Data listing
= = = =
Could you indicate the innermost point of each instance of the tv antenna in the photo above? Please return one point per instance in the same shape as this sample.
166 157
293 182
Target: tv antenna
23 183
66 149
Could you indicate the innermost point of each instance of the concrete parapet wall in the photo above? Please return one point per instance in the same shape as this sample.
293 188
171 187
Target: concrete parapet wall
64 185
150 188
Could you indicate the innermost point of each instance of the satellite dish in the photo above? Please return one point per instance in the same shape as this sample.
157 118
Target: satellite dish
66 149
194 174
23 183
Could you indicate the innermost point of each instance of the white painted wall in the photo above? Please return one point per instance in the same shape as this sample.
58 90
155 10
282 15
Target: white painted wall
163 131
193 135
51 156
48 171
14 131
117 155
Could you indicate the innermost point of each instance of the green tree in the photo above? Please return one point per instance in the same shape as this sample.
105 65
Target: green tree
= = = =
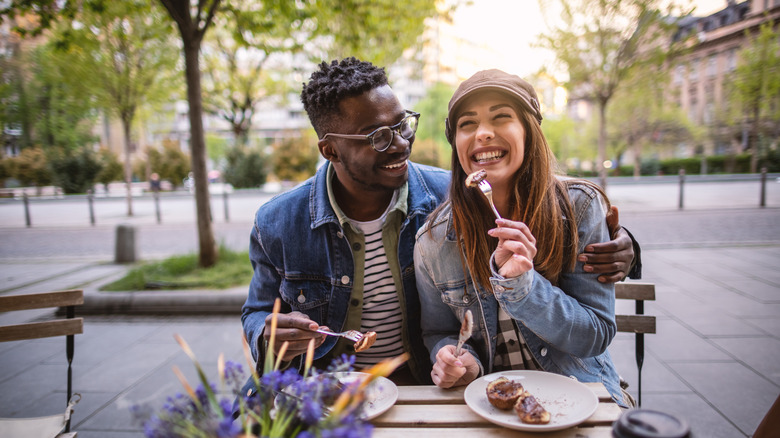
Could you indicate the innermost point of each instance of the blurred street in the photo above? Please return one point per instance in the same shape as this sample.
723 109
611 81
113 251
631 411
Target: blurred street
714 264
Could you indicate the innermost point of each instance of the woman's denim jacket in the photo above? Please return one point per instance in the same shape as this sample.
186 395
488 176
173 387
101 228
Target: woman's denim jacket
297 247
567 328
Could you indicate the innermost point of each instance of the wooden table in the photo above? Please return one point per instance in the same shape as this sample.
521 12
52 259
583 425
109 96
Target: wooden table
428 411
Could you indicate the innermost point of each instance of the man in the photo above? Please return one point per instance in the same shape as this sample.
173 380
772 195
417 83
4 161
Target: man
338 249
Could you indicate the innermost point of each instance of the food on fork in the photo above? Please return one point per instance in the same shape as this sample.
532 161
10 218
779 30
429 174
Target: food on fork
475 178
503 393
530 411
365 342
= = = =
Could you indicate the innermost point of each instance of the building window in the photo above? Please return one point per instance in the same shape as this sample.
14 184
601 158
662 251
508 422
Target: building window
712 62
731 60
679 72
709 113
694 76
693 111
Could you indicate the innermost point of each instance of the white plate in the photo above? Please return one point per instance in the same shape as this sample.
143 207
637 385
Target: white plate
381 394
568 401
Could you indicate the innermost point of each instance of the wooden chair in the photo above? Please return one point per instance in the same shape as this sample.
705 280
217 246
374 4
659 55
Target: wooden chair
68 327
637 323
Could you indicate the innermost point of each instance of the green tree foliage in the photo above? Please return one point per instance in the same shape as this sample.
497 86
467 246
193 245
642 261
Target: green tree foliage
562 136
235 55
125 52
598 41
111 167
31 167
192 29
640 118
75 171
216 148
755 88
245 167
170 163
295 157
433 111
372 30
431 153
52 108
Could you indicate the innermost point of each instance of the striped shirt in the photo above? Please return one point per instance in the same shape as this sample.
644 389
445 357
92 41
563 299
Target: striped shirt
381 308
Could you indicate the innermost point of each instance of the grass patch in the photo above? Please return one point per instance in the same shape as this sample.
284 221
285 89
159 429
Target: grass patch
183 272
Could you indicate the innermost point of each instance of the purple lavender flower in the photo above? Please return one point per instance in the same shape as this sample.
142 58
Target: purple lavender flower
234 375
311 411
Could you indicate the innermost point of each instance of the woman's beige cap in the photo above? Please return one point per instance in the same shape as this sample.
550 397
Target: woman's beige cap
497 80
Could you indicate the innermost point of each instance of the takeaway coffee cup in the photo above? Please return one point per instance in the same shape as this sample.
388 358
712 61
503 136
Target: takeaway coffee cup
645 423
= = = =
Job. Count the lines in the rows above that contain the string "wooden", treating uppercase and lowercase as different. Reply with the number alone.

Task result. 4